• Exercise objective
Return, word for word, the lines of the listing below, starting with the line that contains "59, row 445." and going on through the line that contains "column 67, row 282", with both of those lines included.

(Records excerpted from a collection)
***
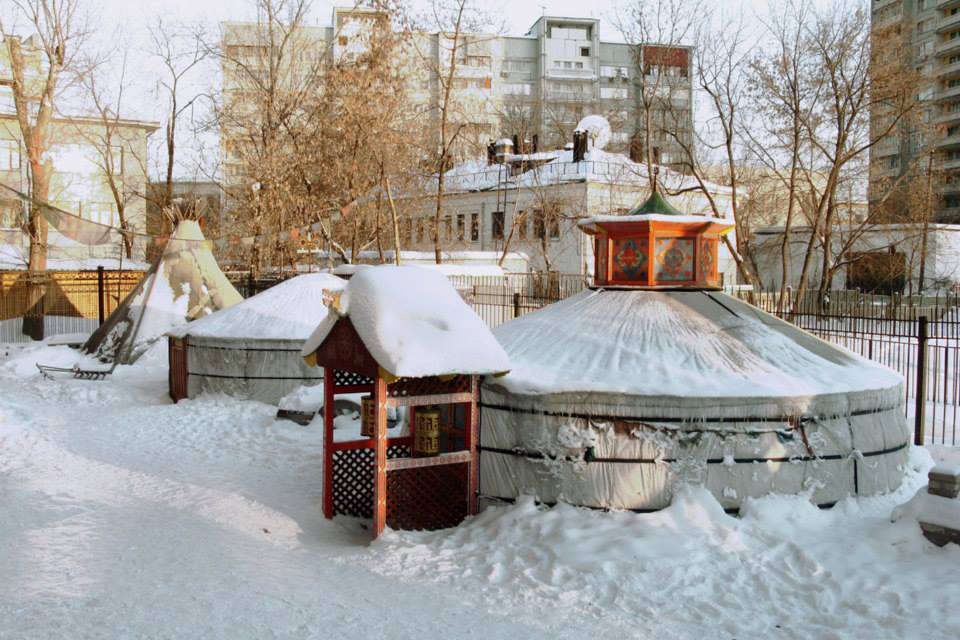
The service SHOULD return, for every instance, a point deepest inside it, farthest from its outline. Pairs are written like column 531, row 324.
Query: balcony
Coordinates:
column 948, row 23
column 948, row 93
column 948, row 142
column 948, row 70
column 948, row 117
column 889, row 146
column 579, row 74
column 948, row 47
***
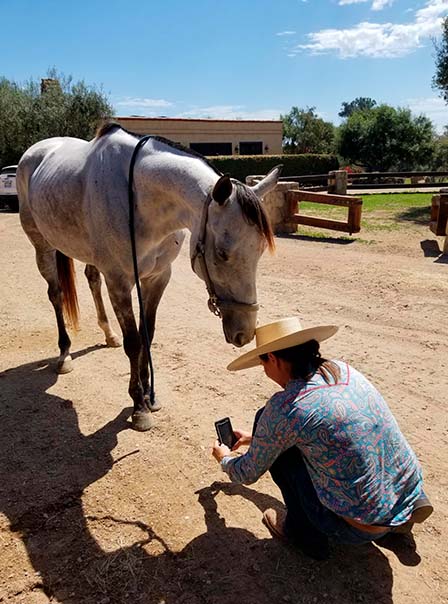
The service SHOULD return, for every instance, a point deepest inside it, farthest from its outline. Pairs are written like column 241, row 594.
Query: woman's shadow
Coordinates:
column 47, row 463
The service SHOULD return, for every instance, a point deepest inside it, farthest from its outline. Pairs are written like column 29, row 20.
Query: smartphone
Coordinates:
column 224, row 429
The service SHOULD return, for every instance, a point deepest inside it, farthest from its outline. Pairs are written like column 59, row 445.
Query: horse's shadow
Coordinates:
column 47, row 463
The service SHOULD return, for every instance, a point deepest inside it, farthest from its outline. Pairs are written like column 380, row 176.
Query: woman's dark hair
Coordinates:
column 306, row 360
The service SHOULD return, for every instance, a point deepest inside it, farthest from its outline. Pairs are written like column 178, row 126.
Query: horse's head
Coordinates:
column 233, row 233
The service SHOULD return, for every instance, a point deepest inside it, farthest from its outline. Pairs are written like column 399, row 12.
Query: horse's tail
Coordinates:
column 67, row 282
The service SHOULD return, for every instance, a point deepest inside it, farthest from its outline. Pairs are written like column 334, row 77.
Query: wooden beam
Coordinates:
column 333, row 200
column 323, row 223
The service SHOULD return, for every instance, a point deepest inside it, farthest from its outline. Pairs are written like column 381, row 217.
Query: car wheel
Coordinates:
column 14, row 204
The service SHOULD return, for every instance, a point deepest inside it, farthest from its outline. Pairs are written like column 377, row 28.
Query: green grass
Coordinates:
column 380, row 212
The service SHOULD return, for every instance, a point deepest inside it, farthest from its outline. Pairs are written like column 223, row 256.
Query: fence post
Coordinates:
***
• Complete answer
The service SHOULD return, for every instance, a point deepest inside it, farthest from its outline. Pairs are written like column 59, row 445.
Query: horse's shadow
Coordinates:
column 47, row 463
The service SHOULD return, for every instance, a point deepest inside it, farthest from its outline. Pairs are written like column 380, row 176.
Query: woman's dark hair
Coordinates:
column 306, row 360
The service SHOULD return, for every instance, a point deepest inside it, farthest from its outline. Pairs are written like column 178, row 126.
Query: horse's head
Coordinates:
column 233, row 233
The service SHOULD return, for every instance, a point deepest inside it, farthest from its outline. Pairs are written like column 399, row 12.
Query: horse's tail
Coordinates:
column 67, row 282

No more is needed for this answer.